Natural-language object grounding data:
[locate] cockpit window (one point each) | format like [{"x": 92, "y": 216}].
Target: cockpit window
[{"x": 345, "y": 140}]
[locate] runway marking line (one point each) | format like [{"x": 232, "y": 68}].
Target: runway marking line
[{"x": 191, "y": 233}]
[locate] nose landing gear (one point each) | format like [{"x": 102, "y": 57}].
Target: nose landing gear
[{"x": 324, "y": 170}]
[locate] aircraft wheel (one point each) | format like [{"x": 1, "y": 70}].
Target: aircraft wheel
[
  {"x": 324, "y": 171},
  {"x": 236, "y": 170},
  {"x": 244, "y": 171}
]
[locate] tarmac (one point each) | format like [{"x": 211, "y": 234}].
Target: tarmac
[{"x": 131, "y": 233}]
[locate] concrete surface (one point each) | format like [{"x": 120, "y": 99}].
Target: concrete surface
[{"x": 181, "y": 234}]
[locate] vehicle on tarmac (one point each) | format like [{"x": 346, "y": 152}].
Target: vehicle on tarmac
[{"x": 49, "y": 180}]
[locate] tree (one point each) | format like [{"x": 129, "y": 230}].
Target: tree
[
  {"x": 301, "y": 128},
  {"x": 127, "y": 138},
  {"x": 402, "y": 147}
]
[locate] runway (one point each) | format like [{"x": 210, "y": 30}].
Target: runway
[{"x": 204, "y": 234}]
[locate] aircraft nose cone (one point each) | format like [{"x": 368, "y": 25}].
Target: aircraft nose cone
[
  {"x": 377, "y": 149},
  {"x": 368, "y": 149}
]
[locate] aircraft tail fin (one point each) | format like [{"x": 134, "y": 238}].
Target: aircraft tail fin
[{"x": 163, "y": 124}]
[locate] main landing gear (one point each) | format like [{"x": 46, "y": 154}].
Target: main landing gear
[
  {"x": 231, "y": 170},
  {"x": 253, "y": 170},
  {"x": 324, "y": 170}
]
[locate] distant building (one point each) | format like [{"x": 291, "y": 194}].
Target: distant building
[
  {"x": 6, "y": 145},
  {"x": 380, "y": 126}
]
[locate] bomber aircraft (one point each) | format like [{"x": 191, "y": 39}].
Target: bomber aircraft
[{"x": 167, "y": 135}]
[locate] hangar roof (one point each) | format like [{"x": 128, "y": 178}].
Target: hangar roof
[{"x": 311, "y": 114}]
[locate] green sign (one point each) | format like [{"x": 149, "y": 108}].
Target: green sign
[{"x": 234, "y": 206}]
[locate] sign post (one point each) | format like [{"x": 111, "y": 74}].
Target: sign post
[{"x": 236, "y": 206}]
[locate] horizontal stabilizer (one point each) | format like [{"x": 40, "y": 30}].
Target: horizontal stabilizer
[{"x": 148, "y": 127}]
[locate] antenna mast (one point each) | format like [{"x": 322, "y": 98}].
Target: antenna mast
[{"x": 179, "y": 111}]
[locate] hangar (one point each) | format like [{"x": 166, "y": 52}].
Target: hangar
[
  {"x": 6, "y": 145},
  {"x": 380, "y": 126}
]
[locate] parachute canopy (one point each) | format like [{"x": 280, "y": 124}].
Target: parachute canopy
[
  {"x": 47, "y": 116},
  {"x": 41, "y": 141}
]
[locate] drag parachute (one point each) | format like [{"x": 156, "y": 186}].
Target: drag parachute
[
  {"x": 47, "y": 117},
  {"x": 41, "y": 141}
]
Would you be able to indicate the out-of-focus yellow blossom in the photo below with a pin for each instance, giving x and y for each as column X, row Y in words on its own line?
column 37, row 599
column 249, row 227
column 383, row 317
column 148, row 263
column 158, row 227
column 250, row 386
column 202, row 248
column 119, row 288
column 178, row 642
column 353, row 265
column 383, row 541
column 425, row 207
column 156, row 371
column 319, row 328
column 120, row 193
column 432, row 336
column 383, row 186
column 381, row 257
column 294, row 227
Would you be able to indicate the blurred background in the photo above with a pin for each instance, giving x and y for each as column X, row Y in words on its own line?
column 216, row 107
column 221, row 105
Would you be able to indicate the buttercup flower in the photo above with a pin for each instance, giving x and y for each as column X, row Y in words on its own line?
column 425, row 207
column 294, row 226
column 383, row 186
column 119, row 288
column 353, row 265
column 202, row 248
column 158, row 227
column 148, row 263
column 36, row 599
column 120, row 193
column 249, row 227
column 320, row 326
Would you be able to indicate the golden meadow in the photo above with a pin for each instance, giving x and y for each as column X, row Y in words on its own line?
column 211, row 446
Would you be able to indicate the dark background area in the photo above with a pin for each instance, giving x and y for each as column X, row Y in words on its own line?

What to do |
Only an exact transcription of all the records above counts as an answer.

Answer below |
[locate] cockpit window (one point each) | format like [{"x": 92, "y": 216}].
Target: cockpit window
[{"x": 345, "y": 140}]
[locate] runway marking line (one point each) | format like [{"x": 232, "y": 68}].
Target: runway marking line
[{"x": 191, "y": 233}]
[locate] nose landing gear (one point each) | format like [{"x": 102, "y": 57}].
Target: nose landing gear
[{"x": 324, "y": 170}]
[locate] aircraft wheel (one point each) | format like [{"x": 1, "y": 70}].
Target: aircraft wheel
[
  {"x": 324, "y": 171},
  {"x": 236, "y": 170},
  {"x": 244, "y": 171}
]
[locate] tarmac (one point each) | format like [{"x": 211, "y": 234}].
Target: tarmac
[{"x": 131, "y": 233}]
[locate] concrete surface (one point each) | format like [{"x": 120, "y": 99}].
Target: concrete surface
[{"x": 181, "y": 234}]
[locate] vehicle on tarmac (one point each) | format like [{"x": 346, "y": 152}].
Target: vehicle on tarmac
[{"x": 49, "y": 180}]
[locate] tree (one point each) | format like [{"x": 129, "y": 230}].
Target: tree
[
  {"x": 301, "y": 128},
  {"x": 127, "y": 138},
  {"x": 402, "y": 147}
]
[locate] runway (one point each) | format like [{"x": 210, "y": 30}].
Target: runway
[{"x": 204, "y": 234}]
[locate] aircraft nose cone (one point each) | format like [{"x": 368, "y": 25}].
Target: aircraft nose cone
[
  {"x": 377, "y": 149},
  {"x": 368, "y": 149}
]
[locate] aircraft tail fin (one point each) | format like [{"x": 134, "y": 238}].
Target: aircraft tail fin
[{"x": 163, "y": 124}]
[locate] main landing gear (one point each) | format like [{"x": 46, "y": 154}].
Target: main landing gear
[
  {"x": 231, "y": 170},
  {"x": 253, "y": 170},
  {"x": 324, "y": 170}
]
[locate] distant building (one point each) | format like [{"x": 291, "y": 194}].
Target: distant building
[
  {"x": 6, "y": 145},
  {"x": 380, "y": 126}
]
[locate] bomber aircraft (one point each) | format like [{"x": 191, "y": 39}].
Target: bomber aircraft
[{"x": 167, "y": 135}]
[locate] hangar roof (one point each) | format like [{"x": 128, "y": 178}].
Target: hangar roof
[{"x": 311, "y": 114}]
[locate] green sign (one point each) | format like [{"x": 149, "y": 108}].
Target: green sign
[{"x": 234, "y": 206}]
[locate] sign post (one point each) | format like [{"x": 111, "y": 74}].
Target: sign post
[{"x": 236, "y": 206}]
[locate] horizontal stabilizer (one point each) | format like [{"x": 40, "y": 30}].
Target: horizontal stabilizer
[{"x": 148, "y": 127}]
[locate] antenna mast (one point each) | format like [{"x": 322, "y": 98}].
Target: antenna mast
[{"x": 179, "y": 111}]
[locate] hangar (one point each) | format like [{"x": 166, "y": 52}].
Target: hangar
[
  {"x": 6, "y": 145},
  {"x": 380, "y": 126}
]
[locate] parachute canopy (one point each) | format like [{"x": 280, "y": 124}].
Target: parachute canopy
[
  {"x": 47, "y": 116},
  {"x": 41, "y": 141}
]
[locate] drag parachute (one point each) | format like [{"x": 156, "y": 186}].
Target: drag parachute
[
  {"x": 47, "y": 117},
  {"x": 41, "y": 141}
]
Would you be able to indicate the out-of-focus yellow blossom in the photo below with a pin for each instance, giving x and y for each as column X, row Y in words on its own line?
column 37, row 599
column 249, row 227
column 383, row 317
column 148, row 263
column 158, row 227
column 250, row 386
column 202, row 248
column 119, row 288
column 178, row 642
column 353, row 265
column 383, row 541
column 425, row 207
column 156, row 371
column 319, row 328
column 120, row 193
column 432, row 336
column 383, row 186
column 381, row 257
column 294, row 227
Would you be able to indicate the blurred background in the photo above with a pin for each instance, giving x and y for each as column X, row Y in words on its own line?
column 216, row 107
column 221, row 105
Would you be able to indicate the buttercup flower in the photo above with a pin for each instance, giving x and y for each as column X, row Y in words on its own line?
column 425, row 207
column 294, row 226
column 383, row 186
column 119, row 288
column 353, row 265
column 202, row 248
column 158, row 227
column 148, row 263
column 36, row 599
column 120, row 193
column 249, row 227
column 320, row 326
Would you be able to indicate the golden meadow in the photo above with a pin for each instance, giving x and y for each as column X, row Y in words on its own line?
column 211, row 446
Would you be able to indicate the dark background area in the photo above with a pin for each instance, giving x and y for each as column X, row Y in words on its own line?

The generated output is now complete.